• [設問]: 本文の式辞で、卒業証書を授与された卒業生は何名ですか。

式 辞
校 長 一之瀬一彦
15年前、皆さんはわずか三千グラムの小さな命でした。泣くことしかできない赤ちゃんの時代、あなたが笑えば笑い、泣いたらなぜ泣いているのかと悩み、あなたはいつも家族の中心でした。そして、今日、義務教育最後の授業、「授業一番」、卒業証書授与式を迎えました。
本日は、三郷市議会議長 市川 文雄 様をはじめ、多くのご来賓並びに保護者の皆様のご臨席を賜り、三郷市立北中学校第54回卒業証書授与式を挙行できますことに、厚く御礼申し上げます。
只今、「5つの一番」の実現に大きな成果を残した164名の皆さんに、3年間の努力の証である卒業証書を授与いたしました。「卒業おめでとうございます。」
3年前、共に北中学校の門をくぐり、今日まで生活してきました。皆さんは私の誇りであり、皆さんとの思い出は宝物です。とりわけ、記憶に深く刻まれているのは、昨年10月、初めて土曜日に開催した「歌声一番」を目指した合唱コンクールです。
皆さんの胸の奥深くから発せられた歌声、最優秀賞・優秀賞の発表を待つまなざし、発表を聞いた学級の歓声。皆さんは、仲間と協力し、心一つに取り組むすばらしさを在校生に示しました。今年は東日本大震災から5年が経過し、皆さんが2年前、三郷市読書フェスティバルで「本気・2倍」の合言葉のもと合唱した「ふるさと」は復興支援の曲でもあります。昨年の卒業を祝う会でも合唱、そして今年の合唱コンクールでは、1、2年生と共に歌いつないできました。先週の卒業を祝う会後に聴かせてくれたサプライズの「ふるさと」には心を揺さぶられました。聞こえているのは、文化会館で行われた読書フェスティバルで合唱した1年生の時の歌声です。

• [資料]:

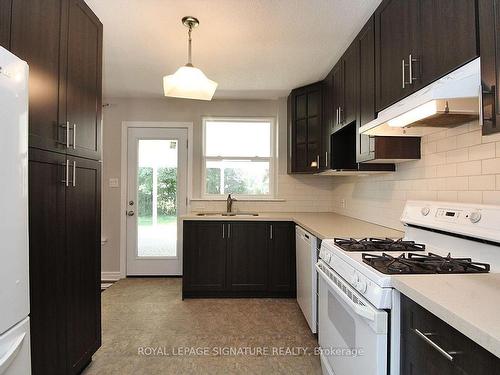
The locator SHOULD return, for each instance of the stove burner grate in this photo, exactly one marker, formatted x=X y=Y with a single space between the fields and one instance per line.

• [解答]: 164名